# Text excerpt:
In the Sierra Maestra, Law Number Three was decreed on the day of the November 3 [1958] electoral farce. It established genuine agrarian reform and, though incomplete, contained very positive arrangements: state land was to be distributed as was land owned by those who served Batista, as well as land obtained by fraudulent means, like that of the land-grabbers who swallowed thousands of acres of borderlands. It gave small, rent-paying colonos [tenant farmers] plots not exceeding two caballerías. Everything was free. The principle was very revolutionary.

Agrarian reform will benefit over 200,000 families. Yet the agrarian revolution is not complete with Law Number Three. To complete it, it will be necessary to establish a law to proscribe large landholdings — as stated by the constitution. We must define exactly the concept of latifundia which characterizes our agrarian structure and is the source of the nation’s backwardness and of the miseries of the majority of the peasantry. This has not yet been touched. The organized peasant masses now have the task of demanding a law that will prohibit latifundia just as they once compelled the Rebel Army to establish Law Number Three.

Another aspect must also be considered. The constitution states that land expropriation must be paid for in advance. If the agrarian reform is to follow that precept it may be a little slow and expensive. The collective action of the peasantry, who have won their right to freedom since the triumph of the revolution, is needed in order to demand the democratic derogation of that precept so they can advance toward a true and full agrarian reform.

# Source excerpt:

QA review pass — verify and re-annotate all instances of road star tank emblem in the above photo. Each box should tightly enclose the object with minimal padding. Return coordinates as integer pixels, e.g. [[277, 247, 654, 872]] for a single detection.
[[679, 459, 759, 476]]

# Exercise task:
Resume the passage on agrarian reform under Law Number Three, continuing it from its final sentence.

# Response to the exercise:
Now we begin to consider the social ideals of the Rebel Army. Today we have an armed democracy. When we plan the agrarian reform and observe the new revolutionary laws that complement it, making it viable and immediate, our main concern is the social justice that land redistribution brings about. The creation of an extensive internal market and agricultural diversification, two of the fundamental and inseparable objectives of the revolutionary government, cannot be postponed because the interests of the people are implied in and through it.

All economic activities are related. We must increase the industrialization of the country without ignoring the many problems that this process creates. But a policy to encourage industrialization requires certain tariff measures, to protect our new industries, and an internal market capable of absorbing the new products. This market can only be increased by adding to it the peasant masses — the guajiros — who, though they remain needy, have until now had no buying power.

We are aware that our goals demand an enormous responsibility on our part, and these are not our only responsibilities. We must await the reaction of those who dominate more than 75 percent of our commercial trade and our market. We must prepare ourselves before this danger by applying counter-measures such as tariffs and by diversifying our markets abroad. We need to build a Cuban merchant fleet to transport sugar, tobacco and other products. Its existence will favorably influence the exchange of the type of cargoes on which the progress of underdeveloped countries like Cuba depend.

If we are to undertake an industrialization program, what are its most important features? First, the raw materials that the constitution wisely protected but that have been surrendered to foreign enterprises by the Batista dictatorship. We must rescue our subsoil, our minerals. Another element in the process of industrialization is electricity. We have to be able to rely on it. We are going to make sure that electrical power returns to Cuban hands. We must also nationalize the telephone company because of the poor service it has rendered and the high rates it maintains.

What are the tools we possess to carry out a program of this sort? We have the Rebel Army, and it must be the first instrument in our struggle, our most vigorous and positive weapon. The remains of Batista’s army must be destroyed. Let it be understood that this will not be done for revenge or for a love of justice, but to assure that the people achieve their goals in the shortest possible time.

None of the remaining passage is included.